▶ **Dataset excerpts**:
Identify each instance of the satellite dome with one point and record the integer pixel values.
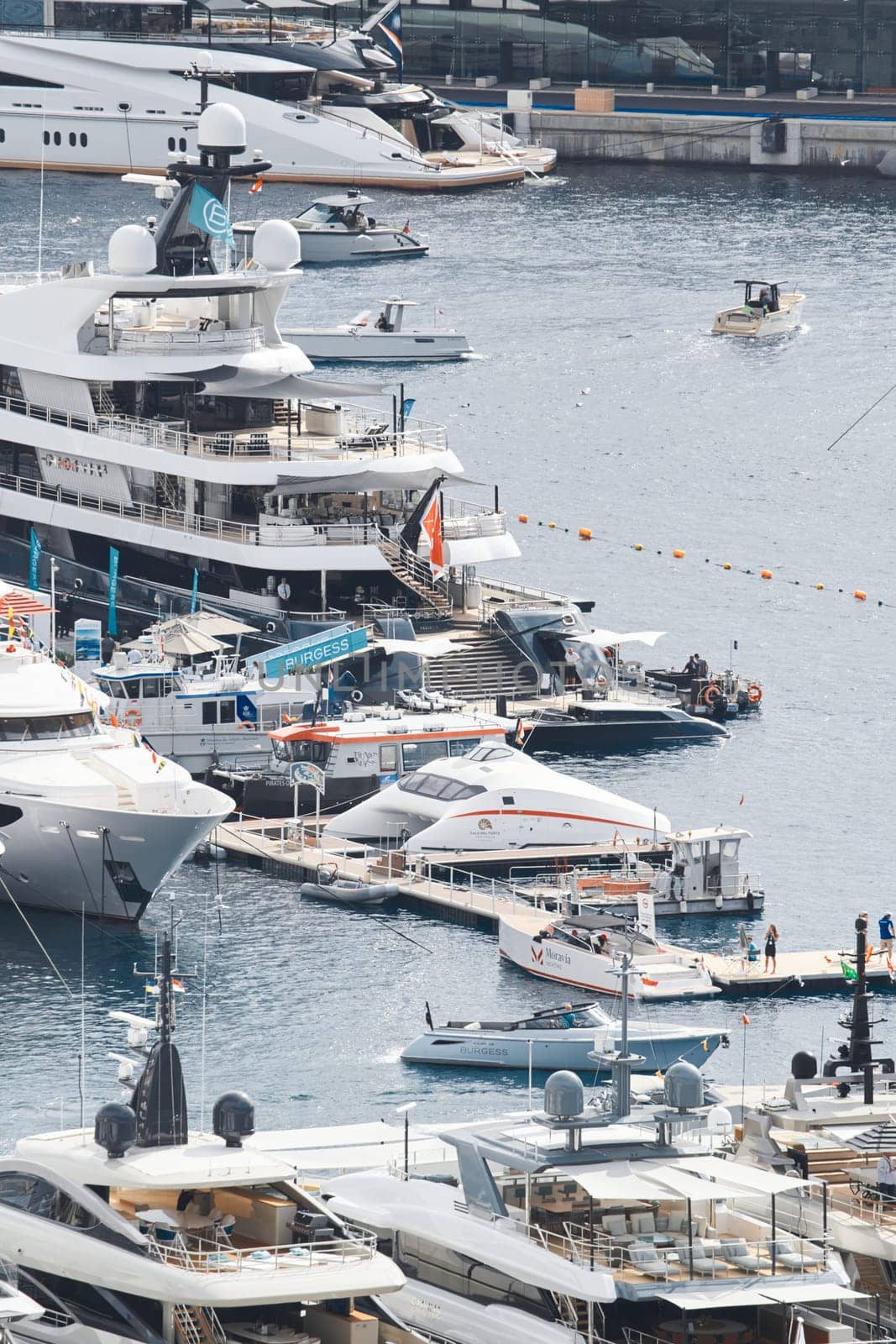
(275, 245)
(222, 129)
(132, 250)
* * *
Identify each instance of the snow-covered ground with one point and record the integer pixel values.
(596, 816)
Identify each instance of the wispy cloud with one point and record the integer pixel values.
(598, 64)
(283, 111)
==
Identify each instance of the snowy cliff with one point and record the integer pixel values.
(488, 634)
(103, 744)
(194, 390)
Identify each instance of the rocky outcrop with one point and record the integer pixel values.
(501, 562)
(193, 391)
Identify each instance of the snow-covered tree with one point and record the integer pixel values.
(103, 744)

▶ **Exercise objective**:
How many lines above contain the string "covered"? Reply with the number alone.

▶ **Expected answer**:
2